◆ Passage shown
______
A new giant on the skyline1 March 2010
Five out of eleven planned E-126 wind energy converters, the largest in the world, have been completed at the Estinnes, Belgium, site. At 7 MW rated output each has blades 59 m long mounted on a 135 m tower. It takes the world’s largest crawler crane to lift the rotor into place.
The world’s first wind park to include
7 MW wind turbines, the largest wind units ever put in operation to generate electricity, has been officially opened near Mons, in Belgium. The 11 turbine facility is being co-financed by the European Commission with up to r3.3 million funding from the 7th Framework Programme (FP7), and was formally inaugurated by EU energy Commissioner Andris Piebalgs in a special ceremony arranged by operator Windvision and attended by European Union and Belgian officials on 25 November last year.
‘The E-126 wind turbine comprises the most advanced power electronics in use in the wind sector and is able to provide grid stabilising ancillary services which before were reserved for conventional power plants’ said Andris Piebalgs at the opening. He added: ‘Estinnes is a milestone on our ambitious road to sustainable energy. The E-126 turbine technology and the Estinnes wind farm seem to be one of the most suited and best developed options to further increase the onshore wind power exploitation potential in Europe at a high supply security and at affordable costs’.
‘The world’s largest wind turbine is now the Enercon E-126’ was a claim first made two years ago at the onset of Enercon’s testing of an updated version of its 6 MW E-112. This was in effect the prototype the E-126. It was installed at the company’s test site at Emden, and was being assessed in combination with various forms of energy storage. The rig at Emden also allows tests on grid connection.
At the time it was predicted that a design rating of 7 MW was aimed at and in the event this turned out to be an understatement. The modified E-126 is now rated at 7.5 MW and is suitable for IEC wind class 1 sites with turbulence classes A and B, as well as for wind class 1C. To achieve this, some minor modifications were made. For example, the machine design was adapted to load assumptions for locations with greater turbulence. In addition, the generator cooling system was optimised. The ventilation fans of Enercon wind energy converters are built into the nacelle casing, and their air intake has been modified in such a way that the cooling capacity can be exploited more efficiently.
‘We have tried and proved that we can operate the E-126 safely and with the required reserves even at 7.5 MW rated power,’ says Arno Hildebrand, head of the Construction department at Enercon’s Wobben Research & Development centre in Aurich. A monitoring system supports the control system of the wind turbine. ‘Depending on the location, the WEC control system assesses the loads that occur and mitigates any extremes, for example by pitching the rotor blades or turning the nacelle’.
The 11 turbines are expected to generate 187 GWh a year. Currently, the five E-126 models built at Estinnes – two rated at 6 MW and three at 7 MW – are running at a maximum 6 MW.
This E-126 wind turbine is said to include the most advanced power electronics in use in the wind sector and is able to provide grid stabilising ancillary services of a kind usually reserved for conventional power plants. This innovative adoption of power control electronics contributes to improving the performance of the wind energy converter, and also the regulation of active power, voltage, frequency and reactive power in both normal and emergency situations.
______
◆ Exercises to complete
A - According to the E-126 article, which quantities does the turbine's power control electronics help regulate? List all of them.
B - In the E-126 article, how tall is the tower that each turbine's blades are mounted on?
C - Reproduce the E-126 article from "A new giant" down to "rotor into place.".

[Stored items]
______
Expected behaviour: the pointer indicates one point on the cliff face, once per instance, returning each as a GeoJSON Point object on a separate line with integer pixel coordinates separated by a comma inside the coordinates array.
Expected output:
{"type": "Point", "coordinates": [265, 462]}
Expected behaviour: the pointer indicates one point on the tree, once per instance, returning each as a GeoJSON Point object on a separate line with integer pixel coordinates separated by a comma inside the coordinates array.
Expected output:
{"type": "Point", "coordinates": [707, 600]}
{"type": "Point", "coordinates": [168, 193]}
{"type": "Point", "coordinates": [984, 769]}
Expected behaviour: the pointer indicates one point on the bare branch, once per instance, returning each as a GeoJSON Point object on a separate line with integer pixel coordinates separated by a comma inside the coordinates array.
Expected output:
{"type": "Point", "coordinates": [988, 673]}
______
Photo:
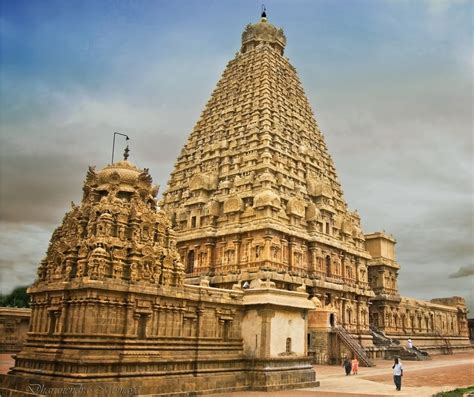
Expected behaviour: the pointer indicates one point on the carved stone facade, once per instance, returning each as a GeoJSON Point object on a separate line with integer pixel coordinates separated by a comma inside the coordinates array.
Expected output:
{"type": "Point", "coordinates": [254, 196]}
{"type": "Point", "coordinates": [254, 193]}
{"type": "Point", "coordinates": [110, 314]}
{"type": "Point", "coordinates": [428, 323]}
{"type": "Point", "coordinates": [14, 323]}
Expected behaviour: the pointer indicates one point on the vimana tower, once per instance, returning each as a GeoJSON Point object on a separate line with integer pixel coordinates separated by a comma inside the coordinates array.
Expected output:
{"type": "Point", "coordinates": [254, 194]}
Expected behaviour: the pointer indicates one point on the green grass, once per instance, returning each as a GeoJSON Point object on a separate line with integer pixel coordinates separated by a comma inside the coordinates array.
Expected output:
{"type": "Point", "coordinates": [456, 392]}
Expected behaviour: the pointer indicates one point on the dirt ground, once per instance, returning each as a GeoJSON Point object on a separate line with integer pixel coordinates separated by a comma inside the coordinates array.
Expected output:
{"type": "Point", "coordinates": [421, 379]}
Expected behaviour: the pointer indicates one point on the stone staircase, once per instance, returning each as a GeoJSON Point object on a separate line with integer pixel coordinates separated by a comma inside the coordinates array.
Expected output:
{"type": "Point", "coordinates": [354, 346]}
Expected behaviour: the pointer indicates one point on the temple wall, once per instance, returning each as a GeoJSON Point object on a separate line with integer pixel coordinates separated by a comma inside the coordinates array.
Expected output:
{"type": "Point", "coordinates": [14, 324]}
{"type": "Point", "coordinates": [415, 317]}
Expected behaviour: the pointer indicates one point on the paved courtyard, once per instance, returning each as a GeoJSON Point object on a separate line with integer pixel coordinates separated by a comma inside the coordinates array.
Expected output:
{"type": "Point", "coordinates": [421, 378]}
______
◆ Responses in order
A - Active power, voltage, frequency and reactive power.

B - 135 m.

C -
A new giant on the skyline1 March 2010
Five out of eleven planned E-126 wind energy converters, the largest in the world, have been completed at the Estinnes, Belgium, site. At 7 MW rated output each has blades 59 m long mounted on a 135 m tower. It takes the world’s largest crawler crane to lift the rotor into place.